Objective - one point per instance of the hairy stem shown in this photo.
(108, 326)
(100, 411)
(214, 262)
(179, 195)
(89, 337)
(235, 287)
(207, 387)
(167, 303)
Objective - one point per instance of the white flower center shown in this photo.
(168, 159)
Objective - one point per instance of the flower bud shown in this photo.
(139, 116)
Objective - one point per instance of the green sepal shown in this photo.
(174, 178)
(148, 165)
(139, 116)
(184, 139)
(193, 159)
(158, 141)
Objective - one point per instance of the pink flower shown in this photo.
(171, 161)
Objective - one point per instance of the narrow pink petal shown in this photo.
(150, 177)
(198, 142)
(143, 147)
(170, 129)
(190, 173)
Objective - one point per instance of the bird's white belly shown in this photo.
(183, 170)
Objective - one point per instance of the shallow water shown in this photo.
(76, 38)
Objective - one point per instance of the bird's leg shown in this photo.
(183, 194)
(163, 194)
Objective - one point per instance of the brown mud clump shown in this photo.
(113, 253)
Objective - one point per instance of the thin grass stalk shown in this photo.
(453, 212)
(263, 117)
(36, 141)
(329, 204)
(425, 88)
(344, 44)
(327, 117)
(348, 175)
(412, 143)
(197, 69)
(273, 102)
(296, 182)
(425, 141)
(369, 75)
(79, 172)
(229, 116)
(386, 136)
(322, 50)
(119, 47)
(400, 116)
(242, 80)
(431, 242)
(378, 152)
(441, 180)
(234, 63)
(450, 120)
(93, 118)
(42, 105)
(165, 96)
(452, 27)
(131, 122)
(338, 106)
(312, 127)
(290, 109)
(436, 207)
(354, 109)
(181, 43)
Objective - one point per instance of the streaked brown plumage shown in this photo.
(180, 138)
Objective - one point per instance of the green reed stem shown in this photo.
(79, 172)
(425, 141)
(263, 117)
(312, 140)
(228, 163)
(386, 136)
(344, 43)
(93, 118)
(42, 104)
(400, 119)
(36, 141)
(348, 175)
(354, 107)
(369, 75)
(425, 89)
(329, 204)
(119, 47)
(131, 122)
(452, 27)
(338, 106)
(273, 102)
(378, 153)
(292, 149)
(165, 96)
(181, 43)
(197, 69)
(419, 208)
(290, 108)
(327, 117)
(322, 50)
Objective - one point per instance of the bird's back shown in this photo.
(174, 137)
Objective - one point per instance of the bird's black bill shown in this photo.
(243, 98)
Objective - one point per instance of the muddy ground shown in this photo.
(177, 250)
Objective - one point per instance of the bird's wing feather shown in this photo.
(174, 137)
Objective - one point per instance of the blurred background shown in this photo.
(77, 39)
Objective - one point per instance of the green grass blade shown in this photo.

::::

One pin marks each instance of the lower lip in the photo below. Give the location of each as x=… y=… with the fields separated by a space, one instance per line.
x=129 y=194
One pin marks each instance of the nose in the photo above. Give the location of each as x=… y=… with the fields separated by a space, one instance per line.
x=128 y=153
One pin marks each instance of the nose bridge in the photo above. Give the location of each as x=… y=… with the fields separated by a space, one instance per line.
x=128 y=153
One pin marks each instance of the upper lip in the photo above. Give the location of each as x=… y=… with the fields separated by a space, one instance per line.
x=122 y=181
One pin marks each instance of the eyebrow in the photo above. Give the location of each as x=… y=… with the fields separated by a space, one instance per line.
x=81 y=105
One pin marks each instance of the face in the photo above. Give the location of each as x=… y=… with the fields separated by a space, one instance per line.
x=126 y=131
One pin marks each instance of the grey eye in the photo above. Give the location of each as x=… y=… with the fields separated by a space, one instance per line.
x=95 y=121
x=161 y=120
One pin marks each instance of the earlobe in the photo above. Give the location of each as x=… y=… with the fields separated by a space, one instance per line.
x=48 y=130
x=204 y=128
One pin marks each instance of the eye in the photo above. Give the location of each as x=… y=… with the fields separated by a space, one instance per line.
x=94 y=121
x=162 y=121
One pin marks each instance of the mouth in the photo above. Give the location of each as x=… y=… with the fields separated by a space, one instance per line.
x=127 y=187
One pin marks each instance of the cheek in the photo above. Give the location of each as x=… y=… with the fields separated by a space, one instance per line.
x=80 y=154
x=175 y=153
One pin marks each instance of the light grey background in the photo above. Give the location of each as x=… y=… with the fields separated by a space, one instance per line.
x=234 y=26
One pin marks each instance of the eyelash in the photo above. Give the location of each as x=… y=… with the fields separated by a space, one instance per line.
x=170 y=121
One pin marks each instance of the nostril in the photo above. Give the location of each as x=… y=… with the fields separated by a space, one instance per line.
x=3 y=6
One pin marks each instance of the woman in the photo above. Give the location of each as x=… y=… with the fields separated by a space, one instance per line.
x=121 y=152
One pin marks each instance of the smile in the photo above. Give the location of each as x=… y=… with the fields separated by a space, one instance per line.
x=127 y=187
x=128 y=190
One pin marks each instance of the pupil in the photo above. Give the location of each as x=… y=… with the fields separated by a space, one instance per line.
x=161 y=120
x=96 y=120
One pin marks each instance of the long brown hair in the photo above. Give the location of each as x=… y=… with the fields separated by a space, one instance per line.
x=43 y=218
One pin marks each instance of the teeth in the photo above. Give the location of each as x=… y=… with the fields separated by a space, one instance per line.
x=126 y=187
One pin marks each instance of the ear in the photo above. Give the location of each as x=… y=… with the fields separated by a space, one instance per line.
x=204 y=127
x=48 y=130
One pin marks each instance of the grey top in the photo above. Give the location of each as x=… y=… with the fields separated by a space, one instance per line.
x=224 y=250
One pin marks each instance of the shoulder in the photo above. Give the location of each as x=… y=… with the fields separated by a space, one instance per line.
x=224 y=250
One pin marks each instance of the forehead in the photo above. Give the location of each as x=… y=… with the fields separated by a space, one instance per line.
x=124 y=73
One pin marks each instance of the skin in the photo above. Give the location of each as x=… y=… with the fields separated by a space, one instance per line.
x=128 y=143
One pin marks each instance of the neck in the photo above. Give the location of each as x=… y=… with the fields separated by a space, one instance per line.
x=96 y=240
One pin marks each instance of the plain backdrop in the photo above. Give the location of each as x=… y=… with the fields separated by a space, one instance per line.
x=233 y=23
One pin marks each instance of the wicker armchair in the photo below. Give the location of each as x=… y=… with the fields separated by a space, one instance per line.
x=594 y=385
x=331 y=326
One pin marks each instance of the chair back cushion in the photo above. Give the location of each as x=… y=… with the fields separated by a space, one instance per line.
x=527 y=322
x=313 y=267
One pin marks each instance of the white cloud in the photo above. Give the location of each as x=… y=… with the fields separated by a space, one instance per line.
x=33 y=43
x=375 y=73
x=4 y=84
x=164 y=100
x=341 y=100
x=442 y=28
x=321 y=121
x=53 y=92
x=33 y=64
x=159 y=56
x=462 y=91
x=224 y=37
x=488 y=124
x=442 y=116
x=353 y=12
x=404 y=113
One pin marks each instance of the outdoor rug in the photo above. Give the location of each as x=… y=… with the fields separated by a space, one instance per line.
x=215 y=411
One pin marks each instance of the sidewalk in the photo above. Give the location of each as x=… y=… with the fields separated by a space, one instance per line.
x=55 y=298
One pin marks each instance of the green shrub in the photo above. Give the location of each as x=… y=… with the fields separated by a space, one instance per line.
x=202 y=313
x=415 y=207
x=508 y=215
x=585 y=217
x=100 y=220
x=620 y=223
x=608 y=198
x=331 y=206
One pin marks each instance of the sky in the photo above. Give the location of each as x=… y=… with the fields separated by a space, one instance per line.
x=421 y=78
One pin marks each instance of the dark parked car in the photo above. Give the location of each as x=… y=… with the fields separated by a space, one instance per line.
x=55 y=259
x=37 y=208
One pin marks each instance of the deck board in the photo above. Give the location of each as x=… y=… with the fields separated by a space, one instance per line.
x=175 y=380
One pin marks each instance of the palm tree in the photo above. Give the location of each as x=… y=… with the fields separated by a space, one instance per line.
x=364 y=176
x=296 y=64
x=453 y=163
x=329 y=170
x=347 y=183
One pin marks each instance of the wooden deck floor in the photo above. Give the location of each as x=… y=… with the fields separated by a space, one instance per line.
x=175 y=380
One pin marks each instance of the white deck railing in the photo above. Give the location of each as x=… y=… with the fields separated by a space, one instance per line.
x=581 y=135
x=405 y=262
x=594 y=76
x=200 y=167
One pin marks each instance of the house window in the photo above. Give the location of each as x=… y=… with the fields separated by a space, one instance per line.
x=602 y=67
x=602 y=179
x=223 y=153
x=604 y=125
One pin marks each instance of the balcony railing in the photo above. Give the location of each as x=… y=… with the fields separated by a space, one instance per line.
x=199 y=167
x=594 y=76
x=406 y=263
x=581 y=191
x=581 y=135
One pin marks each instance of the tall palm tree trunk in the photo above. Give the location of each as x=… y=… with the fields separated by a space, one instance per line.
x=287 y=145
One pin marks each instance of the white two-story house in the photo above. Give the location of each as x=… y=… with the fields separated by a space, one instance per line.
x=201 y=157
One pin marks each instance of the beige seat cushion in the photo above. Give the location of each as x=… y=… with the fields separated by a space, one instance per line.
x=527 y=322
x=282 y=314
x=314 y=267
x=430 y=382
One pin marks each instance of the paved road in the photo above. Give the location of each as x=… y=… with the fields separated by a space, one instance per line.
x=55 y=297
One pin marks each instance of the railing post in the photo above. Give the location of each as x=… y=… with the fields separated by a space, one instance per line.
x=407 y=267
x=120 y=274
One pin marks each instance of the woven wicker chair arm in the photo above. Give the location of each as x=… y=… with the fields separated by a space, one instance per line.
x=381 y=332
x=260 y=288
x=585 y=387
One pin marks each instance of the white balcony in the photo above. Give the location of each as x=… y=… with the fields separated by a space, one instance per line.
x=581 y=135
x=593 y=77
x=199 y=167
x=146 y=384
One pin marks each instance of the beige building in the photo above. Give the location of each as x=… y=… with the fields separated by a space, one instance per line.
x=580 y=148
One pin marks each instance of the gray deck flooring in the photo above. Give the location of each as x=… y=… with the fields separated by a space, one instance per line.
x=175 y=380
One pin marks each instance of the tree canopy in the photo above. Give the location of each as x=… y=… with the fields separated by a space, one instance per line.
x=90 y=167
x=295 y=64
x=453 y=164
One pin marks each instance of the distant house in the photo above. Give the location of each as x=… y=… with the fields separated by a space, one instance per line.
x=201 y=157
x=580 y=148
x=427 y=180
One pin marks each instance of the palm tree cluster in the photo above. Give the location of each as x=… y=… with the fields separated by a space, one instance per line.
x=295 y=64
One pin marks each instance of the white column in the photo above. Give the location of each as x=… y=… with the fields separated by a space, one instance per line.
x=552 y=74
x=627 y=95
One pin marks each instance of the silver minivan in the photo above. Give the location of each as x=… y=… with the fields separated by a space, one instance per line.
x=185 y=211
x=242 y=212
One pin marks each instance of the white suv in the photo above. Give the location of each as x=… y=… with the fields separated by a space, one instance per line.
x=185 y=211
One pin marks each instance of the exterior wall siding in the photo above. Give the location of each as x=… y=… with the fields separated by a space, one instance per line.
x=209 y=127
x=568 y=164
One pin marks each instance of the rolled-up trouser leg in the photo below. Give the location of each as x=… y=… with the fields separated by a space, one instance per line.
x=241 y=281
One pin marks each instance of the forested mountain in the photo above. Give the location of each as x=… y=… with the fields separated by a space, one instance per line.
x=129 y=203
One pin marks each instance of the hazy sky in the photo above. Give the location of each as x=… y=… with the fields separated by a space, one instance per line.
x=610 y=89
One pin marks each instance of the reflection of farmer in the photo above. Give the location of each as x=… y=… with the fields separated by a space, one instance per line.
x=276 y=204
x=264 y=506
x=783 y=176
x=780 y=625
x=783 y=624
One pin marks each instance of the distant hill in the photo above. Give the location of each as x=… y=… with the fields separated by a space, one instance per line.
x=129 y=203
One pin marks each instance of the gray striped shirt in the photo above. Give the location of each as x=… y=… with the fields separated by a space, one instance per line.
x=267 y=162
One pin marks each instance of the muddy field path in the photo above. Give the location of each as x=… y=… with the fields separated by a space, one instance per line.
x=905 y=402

::::

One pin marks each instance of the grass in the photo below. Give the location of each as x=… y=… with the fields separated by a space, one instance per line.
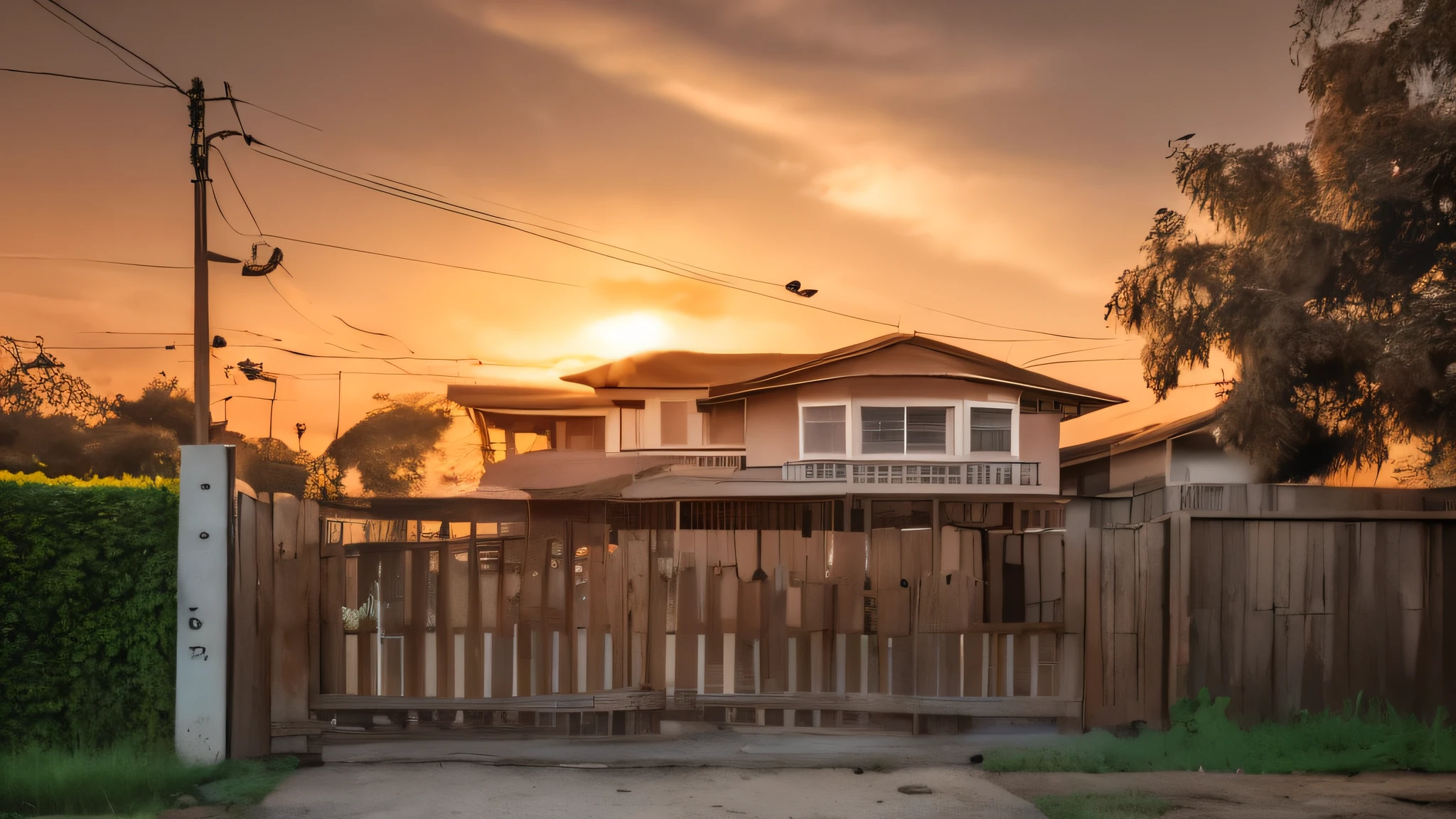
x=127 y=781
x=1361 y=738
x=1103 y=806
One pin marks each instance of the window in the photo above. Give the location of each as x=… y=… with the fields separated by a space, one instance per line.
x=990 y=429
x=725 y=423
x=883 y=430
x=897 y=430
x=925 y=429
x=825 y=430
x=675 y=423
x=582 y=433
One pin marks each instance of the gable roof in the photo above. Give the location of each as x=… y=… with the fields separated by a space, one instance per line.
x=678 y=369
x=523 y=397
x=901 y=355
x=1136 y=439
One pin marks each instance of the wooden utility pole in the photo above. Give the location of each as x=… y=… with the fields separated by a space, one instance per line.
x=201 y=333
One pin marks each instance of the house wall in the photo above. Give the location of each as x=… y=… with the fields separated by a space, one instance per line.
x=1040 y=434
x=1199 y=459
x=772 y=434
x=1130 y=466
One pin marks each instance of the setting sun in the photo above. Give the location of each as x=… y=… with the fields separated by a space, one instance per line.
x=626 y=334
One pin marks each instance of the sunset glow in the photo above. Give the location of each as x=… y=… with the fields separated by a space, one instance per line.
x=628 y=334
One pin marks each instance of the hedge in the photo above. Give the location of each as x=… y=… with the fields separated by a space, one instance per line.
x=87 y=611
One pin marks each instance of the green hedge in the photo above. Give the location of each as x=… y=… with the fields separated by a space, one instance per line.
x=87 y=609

::::

#### [Stated task]
Reproduce the stretch of material from the line containing "One pin marks each instance of the tall" through the line containing "x=427 y=180", both included, requests and all. Scale every x and y coordinate in the answers by 0.75, rounding to whole numbers with halves going up.

#### [Exercise answer]
One pin marks each instance of the tall palm tree trunk in the photo above. Give the location of each as x=… y=… with the fields separated by a space, one instance per line.
x=215 y=109
One pin marks each instance of the white two-story house in the photo above. Give the location of each as x=… y=… with the fields separated by a space, one instance per line.
x=151 y=118
One pin marks each instance of the beige seat cushion in the photo above. Give the location of each as x=… y=… with the fields separated by a space, one instance per line.
x=395 y=242
x=212 y=236
x=236 y=200
x=323 y=287
One pin marks each instance of the paved road in the photo above. Give the location of each as x=… y=… with the fields separated by a space, one instance per line.
x=41 y=223
One pin marks each instance of the railing post in the photo above. Give the location of each as x=… y=… with the fields separated by a space, one instance per line.
x=305 y=200
x=90 y=206
One pin marks each instance of the woven wicker chair arm in the photo above. Give the location of each as x=… y=… with the fields separated by a space, one instance per line.
x=286 y=249
x=195 y=216
x=439 y=290
One pin marks each instance of the white balcony in the photo above. Give the location of each as x=… y=… with the fields separated by a space, one instance per line.
x=436 y=101
x=445 y=58
x=149 y=125
x=110 y=288
One pin marks each instance of the beige building in the photo above. Give the location of each as x=… y=… with the fields separated by a space, one instance per line.
x=435 y=111
One pin marks each instance of the gray deck flooring in the photo above. Give the location of each as x=… y=… with the fields separated by a space, one instance per line.
x=131 y=285
One pin marks each instance of the tree canopy in the photo above. Give the location of each as x=… y=… with the fields separated by a space, one instance per line.
x=68 y=125
x=221 y=48
x=340 y=123
One pin marks each instance of the distant house in the photo above. Give the location of each as x=… y=… with the fields separated by a space, one instance per line.
x=151 y=118
x=435 y=111
x=320 y=135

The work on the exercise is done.